Repeat the lines that follow, leaving nothing out.
#### RECORDS TO PROCESS ####
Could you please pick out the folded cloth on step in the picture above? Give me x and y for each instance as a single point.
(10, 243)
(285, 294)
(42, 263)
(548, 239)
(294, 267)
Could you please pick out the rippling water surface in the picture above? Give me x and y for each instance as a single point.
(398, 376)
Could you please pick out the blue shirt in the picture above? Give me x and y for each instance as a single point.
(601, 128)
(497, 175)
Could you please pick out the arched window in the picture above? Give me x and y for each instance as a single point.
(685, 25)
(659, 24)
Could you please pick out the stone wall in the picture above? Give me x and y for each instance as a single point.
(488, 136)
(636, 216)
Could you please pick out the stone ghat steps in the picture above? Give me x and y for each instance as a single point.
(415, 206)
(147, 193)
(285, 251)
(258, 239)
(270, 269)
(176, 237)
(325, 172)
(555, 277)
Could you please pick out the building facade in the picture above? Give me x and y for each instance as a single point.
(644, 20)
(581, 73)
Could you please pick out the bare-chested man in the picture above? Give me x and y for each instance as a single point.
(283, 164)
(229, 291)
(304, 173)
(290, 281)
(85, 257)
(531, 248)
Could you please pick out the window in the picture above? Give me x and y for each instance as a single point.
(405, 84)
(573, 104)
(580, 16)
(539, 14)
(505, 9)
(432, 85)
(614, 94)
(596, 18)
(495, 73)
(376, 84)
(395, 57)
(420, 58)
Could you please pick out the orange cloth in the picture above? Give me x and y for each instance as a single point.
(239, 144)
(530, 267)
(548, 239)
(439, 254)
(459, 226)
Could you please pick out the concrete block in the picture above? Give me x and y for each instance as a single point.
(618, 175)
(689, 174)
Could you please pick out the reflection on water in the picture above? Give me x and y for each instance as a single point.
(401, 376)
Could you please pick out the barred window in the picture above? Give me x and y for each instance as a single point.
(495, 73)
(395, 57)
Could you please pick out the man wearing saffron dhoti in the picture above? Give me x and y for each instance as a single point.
####
◆ OUTPUT:
Could you please pick out the folded cloth on step in the picture above? Give me x and y for each instance as a single point.
(10, 243)
(285, 294)
(42, 263)
(548, 239)
(294, 267)
Could you please pick out the rippling water surface in the picture above? Give me x and y for each instance as a single point.
(398, 376)
Could you please pick out the blue shirt in the picture above? Give me x and y for each instance as a single point.
(601, 128)
(497, 175)
Could you please pick out the arched window in the picture above? Give me x and y for each instance as a single point.
(685, 25)
(659, 24)
Could you please pick out the stone wall in the picture above? Give me x and y for each instance as a single point.
(488, 136)
(636, 216)
Could you please pick out the stone ghat steps in the picture above? Give me x and y for each instance as a single point.
(415, 206)
(147, 193)
(285, 251)
(258, 239)
(270, 269)
(176, 237)
(325, 172)
(555, 277)
Could you please pick out the building facade in the picture above? Give me x and y for each instance as a single point.
(644, 20)
(581, 73)
Could you please pick out the bare-chested man in the picture above? Give me x and y for each instance as a single point.
(283, 164)
(229, 291)
(304, 173)
(290, 281)
(85, 257)
(531, 248)
Could you please pick out the window in the picture above? Give me x and y for each instance as a single point.
(405, 84)
(573, 104)
(580, 16)
(539, 14)
(505, 9)
(432, 85)
(614, 94)
(596, 18)
(495, 73)
(376, 84)
(395, 57)
(420, 58)
Could you please pick out the orange cloth in the picture above? Give me x and y for each instance as a single point.
(239, 144)
(530, 267)
(548, 239)
(439, 254)
(459, 226)
Could you please pick out the concrete block in the picture above? Give me x and y for each instance as a single point.
(618, 175)
(689, 174)
Could you please pick out the reflection on water in the picture above? Give me x and y for each instance as a single point.
(401, 376)
Could you please pick out the barred window in the picture above? Give me x and y for each instance as a single point.
(495, 73)
(395, 57)
Could you please pick out the man wearing saffron dhoti in the picture above? Give me x and y for each instance as a single point.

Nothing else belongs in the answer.